» Objective a: Transcribe the passage on Danny Manning's tournament runs and other standout NCAA performances, starting with "Danny Manning was" and going on through "dominant single-tournament performance.".

Danny Manning was already a superstar entering his senior season at Kansas. He was a two-time All-American selection and likewise had earned a pair of Big 8 Player of the Year awards. But it was what he did in his final six games that made him a legend.
Manning averaged 27.2 points per game in leading the Jayhawks to the 1988 NCAA championship, a feat made even more impressive by the 11 losses KU suffered during the season and its status as a mere No. 6 seed.
That said, was Manning's performance the most impressive single tournament run of the 1980s? After all, that was the decade that brought us multiple dances from Patrick Ewing and Hakeem Olajuwon and impressive outings from Isiah Thomas and Darrell Griffith.
Let's take a look back over the tournament's lengthy history and shine a light on each decade's most dominant single-tournament performance.
Players from the era before a 32-team tournament needed to play in at least three games to qualify. Those from tournaments of 32 or more needed to make at least the regional finals.
Usually, the run ends with a championship...but not always.
Alex Groza had already done it all before the 1949 NCAA tournament tipped off. He and his Kentucky teammates were the defending national champions, he was about to be named an All-American for the third time and he owned an Olympic gold medal.
The Wildcats had suffered an inexplicable defeat to Loyola of Chicago in the first round of the NIT (sounds familiar, eh?), and thus entered the NCAAs with something to prove.
The 6'7", 220-pound Groza began his run by outdueling future NBA star Paul Arizin of Villanova. Each man dropped in 30 points, but Arizin fouled out trying to contain the Kentucky star. UK rolled to an 85-72 win.
In what would be today's national semifinal, but was then considered the regional final, Groza put up another 27 points as Kentucky crushed Illinois 76-47.
The final was much lower-scoring, but Groza still controlled the day. Despite playing less than 30 minutes, he scored more than half of UK's points, producing 25 in a 46-36 victory over coach Hank Iba's Oklahoma A&M (now Oklahoma State) team.
Groza's three-game total of 82 points was a tournament record. Groza went on to become a player and part-owner of the NBA's Indianapolis Olympians, but it was only two years after Kentucky's back-to-back titles that he and two teammates would admit to taking bribes to shave points in the NIT game against Loyola.
Clyde Lovellette claimed to be the biggest baby ever born in Pike County, Indiana. While that record would require some additional research, the eventual 6'9" star of the Kansas Jayhawks was the biggest force in college basketball during the 1950s, taking up the mantle left behind by legendary giants like Bob Kurland and George Mikan.

[Outline entries for images]

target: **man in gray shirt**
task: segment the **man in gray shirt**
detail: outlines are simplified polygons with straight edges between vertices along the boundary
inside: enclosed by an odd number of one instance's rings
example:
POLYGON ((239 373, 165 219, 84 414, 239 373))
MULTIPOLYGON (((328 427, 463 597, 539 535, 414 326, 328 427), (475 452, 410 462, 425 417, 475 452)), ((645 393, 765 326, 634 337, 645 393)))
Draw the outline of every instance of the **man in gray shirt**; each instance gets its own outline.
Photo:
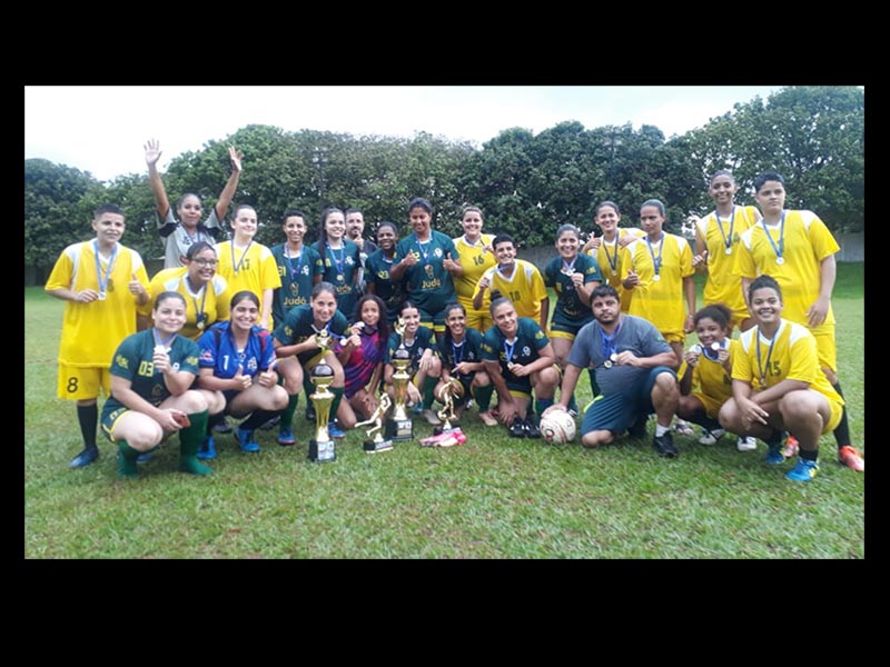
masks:
POLYGON ((619 295, 609 285, 593 290, 591 308, 594 321, 575 337, 560 402, 547 411, 567 410, 582 369, 593 368, 599 391, 594 391, 593 405, 584 414, 581 444, 599 447, 627 429, 645 432, 646 416, 655 412, 652 446, 660 456, 676 457, 670 427, 680 388, 672 369, 676 356, 671 346, 647 320, 622 313, 619 295))

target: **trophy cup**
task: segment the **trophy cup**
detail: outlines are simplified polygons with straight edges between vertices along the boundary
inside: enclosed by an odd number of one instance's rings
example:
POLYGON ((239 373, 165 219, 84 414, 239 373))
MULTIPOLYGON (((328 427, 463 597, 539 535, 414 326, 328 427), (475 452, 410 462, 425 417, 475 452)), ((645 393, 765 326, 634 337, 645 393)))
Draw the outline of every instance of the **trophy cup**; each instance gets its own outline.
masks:
POLYGON ((408 401, 408 382, 411 382, 411 374, 408 374, 408 366, 411 366, 411 354, 405 349, 405 322, 402 318, 395 323, 395 330, 402 341, 398 349, 393 352, 393 366, 395 372, 393 374, 393 388, 395 389, 395 407, 393 415, 386 420, 387 439, 394 441, 413 440, 414 439, 414 424, 408 417, 406 404, 408 401))
POLYGON ((309 440, 309 460, 325 462, 336 461, 337 455, 334 450, 334 438, 327 430, 328 417, 330 415, 330 404, 334 402, 334 394, 328 389, 334 381, 334 369, 325 361, 324 354, 330 349, 330 335, 327 329, 316 334, 316 341, 322 349, 322 360, 309 372, 309 379, 315 386, 315 391, 309 395, 309 399, 315 407, 315 438, 309 440))
POLYGON ((373 427, 370 427, 368 430, 365 431, 365 435, 367 436, 370 436, 370 434, 377 431, 376 435, 374 436, 374 439, 365 440, 365 442, 362 446, 363 449, 368 454, 374 454, 377 451, 388 451, 389 449, 393 448, 393 441, 384 440, 383 435, 380 434, 380 429, 383 428, 383 416, 386 415, 386 410, 388 410, 392 405, 393 402, 389 400, 389 396, 387 394, 384 394, 383 396, 380 396, 380 402, 377 406, 377 409, 374 410, 374 414, 365 421, 359 421, 358 424, 355 425, 357 428, 359 426, 365 426, 366 424, 374 424, 373 427))

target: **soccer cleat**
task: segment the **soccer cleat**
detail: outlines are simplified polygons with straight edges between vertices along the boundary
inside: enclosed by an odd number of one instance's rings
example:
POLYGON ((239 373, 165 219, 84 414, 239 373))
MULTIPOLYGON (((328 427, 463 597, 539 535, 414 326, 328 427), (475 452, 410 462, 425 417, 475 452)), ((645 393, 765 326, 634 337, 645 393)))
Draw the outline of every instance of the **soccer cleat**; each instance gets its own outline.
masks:
POLYGON ((195 456, 197 456, 201 460, 216 458, 216 442, 214 441, 214 436, 207 436, 204 439, 200 448, 198 449, 198 454, 196 454, 195 456))
POLYGON ((278 445, 281 447, 291 447, 296 444, 297 439, 294 437, 294 431, 289 428, 278 429, 278 445))
POLYGON ((235 437, 238 438, 238 445, 241 446, 241 451, 259 451, 259 445, 254 439, 253 429, 244 429, 240 426, 235 430, 235 437))
POLYGON ((866 459, 862 458, 856 447, 850 447, 849 445, 844 445, 838 450, 838 462, 857 472, 866 471, 866 459))
POLYGON ((785 446, 782 447, 782 456, 785 458, 792 458, 798 456, 798 451, 800 451, 800 444, 798 442, 798 439, 791 434, 788 434, 785 446))
POLYGON ((421 416, 426 419, 426 422, 431 426, 442 426, 442 419, 439 419, 431 408, 422 410, 421 416))
POLYGON ((71 462, 68 464, 68 467, 82 468, 83 466, 89 466, 97 458, 99 458, 99 448, 87 447, 87 449, 85 449, 83 451, 81 451, 75 458, 71 459, 71 462))
POLYGON ((809 459, 799 458, 798 465, 785 475, 785 479, 792 481, 810 481, 819 471, 819 462, 809 459))
POLYGON ((224 418, 222 421, 214 427, 214 431, 218 434, 230 434, 231 425, 229 424, 229 420, 224 418))
POLYGON ((735 440, 735 449, 739 451, 754 451, 758 448, 758 439, 753 436, 740 437, 735 440))
POLYGON ((659 456, 663 456, 665 458, 676 458, 680 455, 680 452, 676 450, 676 446, 674 446, 674 438, 671 435, 671 431, 665 431, 663 436, 653 437, 652 447, 655 448, 655 451, 659 452, 659 456))
POLYGON ((714 445, 716 441, 726 435, 722 428, 715 428, 712 431, 709 431, 706 428, 702 428, 702 437, 699 438, 699 445, 714 445))
POLYGON ((327 422, 327 435, 330 436, 332 438, 337 438, 337 439, 346 437, 346 432, 342 431, 339 427, 337 427, 336 421, 327 422))

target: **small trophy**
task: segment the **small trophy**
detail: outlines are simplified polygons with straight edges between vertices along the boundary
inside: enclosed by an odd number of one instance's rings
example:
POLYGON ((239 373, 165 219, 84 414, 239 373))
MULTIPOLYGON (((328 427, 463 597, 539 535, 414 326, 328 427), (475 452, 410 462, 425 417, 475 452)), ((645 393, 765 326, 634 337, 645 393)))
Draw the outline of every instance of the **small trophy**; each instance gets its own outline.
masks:
POLYGON ((384 394, 380 396, 380 402, 377 406, 377 409, 374 410, 374 415, 372 415, 365 421, 359 421, 356 424, 356 428, 359 426, 365 426, 366 424, 374 424, 368 430, 365 431, 365 435, 370 436, 370 434, 375 432, 373 440, 365 440, 363 444, 363 449, 368 454, 375 454, 377 451, 388 451, 393 448, 392 440, 384 440, 383 435, 380 434, 380 429, 383 428, 383 416, 386 415, 386 410, 393 402, 389 400, 389 396, 384 394))
POLYGON ((330 334, 327 329, 316 334, 316 341, 322 349, 322 360, 309 372, 309 379, 315 386, 315 391, 309 395, 309 399, 315 407, 315 438, 309 440, 309 460, 325 462, 336 461, 337 455, 334 450, 334 438, 327 430, 328 417, 330 416, 330 404, 334 402, 334 394, 328 389, 334 381, 334 369, 325 361, 325 352, 330 349, 330 334))
POLYGON ((439 391, 439 400, 444 404, 442 409, 437 412, 438 418, 442 419, 442 426, 436 427, 433 432, 447 434, 454 430, 452 420, 457 421, 457 416, 454 414, 454 399, 463 398, 464 386, 457 378, 451 378, 446 385, 443 385, 439 391))
POLYGON ((408 417, 406 404, 408 402, 408 382, 411 382, 411 374, 408 366, 411 366, 411 354, 405 349, 405 322, 402 318, 395 323, 395 330, 402 341, 398 349, 393 352, 393 366, 395 372, 393 374, 393 389, 395 389, 395 407, 393 415, 386 420, 387 439, 395 441, 413 440, 414 439, 414 424, 408 417))

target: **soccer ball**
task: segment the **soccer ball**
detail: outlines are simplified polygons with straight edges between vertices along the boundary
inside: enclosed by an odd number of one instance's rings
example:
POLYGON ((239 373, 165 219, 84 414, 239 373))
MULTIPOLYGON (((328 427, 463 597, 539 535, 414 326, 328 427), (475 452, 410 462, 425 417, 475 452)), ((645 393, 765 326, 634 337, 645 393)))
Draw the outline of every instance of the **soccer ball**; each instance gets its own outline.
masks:
POLYGON ((552 445, 565 445, 575 439, 575 419, 564 410, 552 410, 544 415, 538 429, 552 445))

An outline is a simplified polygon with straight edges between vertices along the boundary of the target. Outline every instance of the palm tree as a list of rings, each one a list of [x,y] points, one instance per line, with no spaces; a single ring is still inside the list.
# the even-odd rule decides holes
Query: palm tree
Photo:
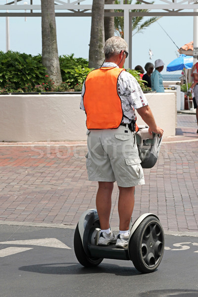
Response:
[[[131,4],[133,0],[125,0],[125,3]],[[127,2],[127,3],[126,3]],[[154,3],[154,1],[151,3]],[[136,4],[142,4],[142,2],[136,1]],[[120,4],[120,0],[115,0],[115,4]],[[116,10],[117,12],[123,12],[123,10],[117,9]],[[149,9],[132,9],[130,10],[131,12],[147,12],[149,11]],[[150,17],[146,21],[142,22],[143,16],[133,16],[132,17],[132,36],[138,33],[143,33],[147,27],[148,27],[158,20],[161,17]],[[115,17],[115,32],[117,35],[124,38],[124,17],[116,16]]]
[[[104,4],[114,4],[114,0],[104,0]],[[113,9],[106,9],[105,12],[113,12]],[[107,40],[114,36],[114,16],[105,16],[104,18],[104,39]]]
[[[55,85],[62,82],[60,74],[54,0],[41,0],[42,28],[42,63],[47,68],[50,78]]]
[[[99,68],[104,58],[103,50],[104,44],[104,0],[93,0],[89,53],[89,68]]]

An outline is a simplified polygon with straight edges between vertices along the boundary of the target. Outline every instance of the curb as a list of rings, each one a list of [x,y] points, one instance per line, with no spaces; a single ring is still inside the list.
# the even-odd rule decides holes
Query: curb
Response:
[[[74,225],[64,225],[64,224],[47,224],[43,223],[28,223],[25,222],[9,222],[0,221],[0,225],[18,226],[26,227],[36,227],[38,228],[57,228],[61,229],[75,229],[76,226]],[[118,228],[112,227],[113,231],[118,231]],[[188,236],[190,237],[198,237],[198,232],[180,232],[180,231],[164,231],[165,235],[174,236]]]

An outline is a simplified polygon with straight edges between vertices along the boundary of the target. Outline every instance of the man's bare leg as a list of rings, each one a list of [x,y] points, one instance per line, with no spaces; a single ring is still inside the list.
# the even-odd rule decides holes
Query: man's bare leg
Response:
[[[118,213],[120,218],[120,230],[129,230],[131,216],[134,207],[135,187],[118,187],[120,191],[118,201]]]
[[[113,189],[113,182],[99,182],[96,203],[101,230],[109,228]]]

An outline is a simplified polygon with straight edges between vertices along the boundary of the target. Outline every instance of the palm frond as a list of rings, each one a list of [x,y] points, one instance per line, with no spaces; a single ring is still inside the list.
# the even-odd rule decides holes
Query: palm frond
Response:
[[[141,24],[139,26],[136,27],[136,31],[133,34],[132,36],[133,36],[134,35],[135,35],[135,34],[136,34],[138,33],[143,33],[143,31],[144,30],[145,30],[146,28],[150,26],[150,25],[151,25],[153,23],[154,23],[155,22],[157,21],[161,17],[162,17],[158,16],[151,17],[148,20],[147,20],[147,21]]]

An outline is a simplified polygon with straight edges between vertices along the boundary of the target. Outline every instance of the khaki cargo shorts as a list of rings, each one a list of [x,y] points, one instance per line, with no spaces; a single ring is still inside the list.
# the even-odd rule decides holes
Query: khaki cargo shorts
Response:
[[[144,185],[136,137],[128,127],[88,130],[89,180],[115,182],[127,188]]]

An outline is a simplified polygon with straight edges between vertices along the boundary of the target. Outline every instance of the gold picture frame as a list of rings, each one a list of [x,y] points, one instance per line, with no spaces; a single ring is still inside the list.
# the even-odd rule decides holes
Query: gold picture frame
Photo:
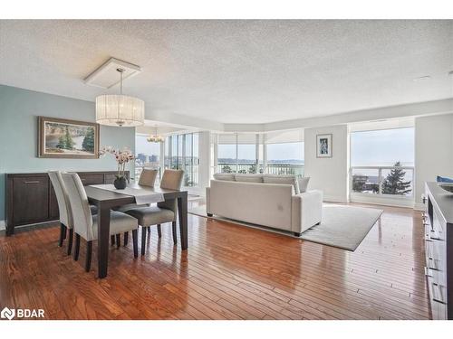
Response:
[[[38,157],[99,158],[99,124],[38,117]]]

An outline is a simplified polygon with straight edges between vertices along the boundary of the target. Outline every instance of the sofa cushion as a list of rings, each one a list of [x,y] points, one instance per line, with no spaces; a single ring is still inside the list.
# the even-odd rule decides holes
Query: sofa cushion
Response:
[[[301,193],[307,192],[308,181],[310,176],[299,176],[297,181],[299,182],[299,191]]]
[[[235,175],[236,182],[243,183],[263,183],[263,174],[237,174]]]
[[[227,182],[234,182],[236,180],[234,173],[216,173],[214,174],[214,179],[225,180]]]
[[[299,181],[296,175],[288,174],[265,174],[263,175],[263,181],[265,184],[292,184],[294,194],[299,194]]]

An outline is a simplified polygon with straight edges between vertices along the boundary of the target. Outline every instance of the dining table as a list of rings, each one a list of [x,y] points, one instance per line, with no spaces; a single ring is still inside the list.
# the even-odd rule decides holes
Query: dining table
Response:
[[[128,184],[127,187],[140,190],[149,194],[160,193],[164,201],[178,202],[178,217],[179,223],[180,243],[182,250],[188,250],[188,191],[169,190],[160,187],[149,187],[138,184]],[[85,186],[88,202],[97,206],[98,214],[98,278],[107,277],[110,248],[111,210],[130,203],[136,203],[136,197],[99,187]]]

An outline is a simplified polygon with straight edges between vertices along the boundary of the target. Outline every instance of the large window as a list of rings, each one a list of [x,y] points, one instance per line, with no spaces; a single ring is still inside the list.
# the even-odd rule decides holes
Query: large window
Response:
[[[184,170],[184,185],[198,184],[198,134],[169,136],[165,139],[165,168]]]
[[[265,172],[304,175],[304,133],[300,129],[265,136]]]
[[[256,173],[256,134],[217,137],[217,168],[221,173]]]
[[[304,174],[304,142],[266,145],[266,173]]]
[[[149,143],[147,137],[147,135],[135,135],[135,177],[137,181],[143,167],[159,168],[160,144]]]
[[[217,137],[217,172],[304,174],[304,133],[293,130]]]
[[[414,128],[351,133],[352,193],[413,196]]]

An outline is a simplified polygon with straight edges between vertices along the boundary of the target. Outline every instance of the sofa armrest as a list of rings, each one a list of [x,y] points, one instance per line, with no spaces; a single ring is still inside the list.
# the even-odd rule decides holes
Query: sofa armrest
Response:
[[[321,222],[323,214],[323,192],[307,191],[293,195],[291,227],[294,233],[302,233]]]

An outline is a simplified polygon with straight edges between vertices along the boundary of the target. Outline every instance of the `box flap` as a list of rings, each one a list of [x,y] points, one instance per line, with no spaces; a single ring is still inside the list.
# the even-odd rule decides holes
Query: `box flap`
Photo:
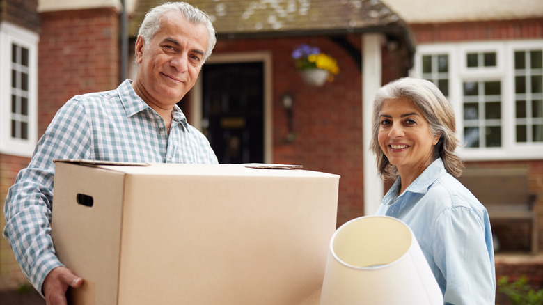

» Objective b: Restate word for word the rows from the start of the records through the line that contains "POLYGON ((619 295, 609", keeping the pictures out of your answer.

» Exercise answer a:
Danny Manning was already a superstar entering his senior season at Kansas. He was a two-time All-American selection and likewise had earned a pair of Big 8 Player of the Year awards. But it was what he did in his final six games that made him a legend.
Manning averaged 27.2 points per game in leading the Jayhawks to the 1988 NCAA championship, a feat made even more impressive by the 11 losses KU suffered during the season and its status as a mere No. 6 seed.
That said, was Manning's performance the most impressive single tournament run of the 1980s? After all, that was the decade that brought us multiple dances from Patrick Ewing and Hakeem Olajuwon and impressive outings from Isiah Thomas and Darrell Griffith.
Let's take a look back over the tournament's lengthy history and shine a light on each decade's most dominant single-tournament performance.

» Exercise answer b:
target: **man in gray shirt**
task: segment the **man in gray shirt**
detail: outlines are simplified polygons with straight edges between vertices along the boundary
inside: enclosed by an odd number of one instance's rings
example:
POLYGON ((239 373, 165 219, 84 414, 239 373))
MULTIPOLYGON (((328 427, 463 597, 539 535, 414 326, 328 427), (475 452, 410 462, 425 417, 475 452)), ((645 393, 765 326, 634 337, 645 393)))
Draw the outline of every instance of the **man in gray shirt**; each instance gets its own outline.
Photo:
masks:
POLYGON ((619 295, 609 285, 593 290, 591 308, 594 321, 575 337, 560 402, 547 411, 567 410, 582 369, 593 368, 599 391, 594 391, 593 405, 584 414, 581 444, 599 447, 627 429, 645 432, 646 416, 655 412, 652 446, 660 456, 676 457, 670 427, 680 388, 672 369, 676 356, 671 346, 647 320, 622 313, 619 295))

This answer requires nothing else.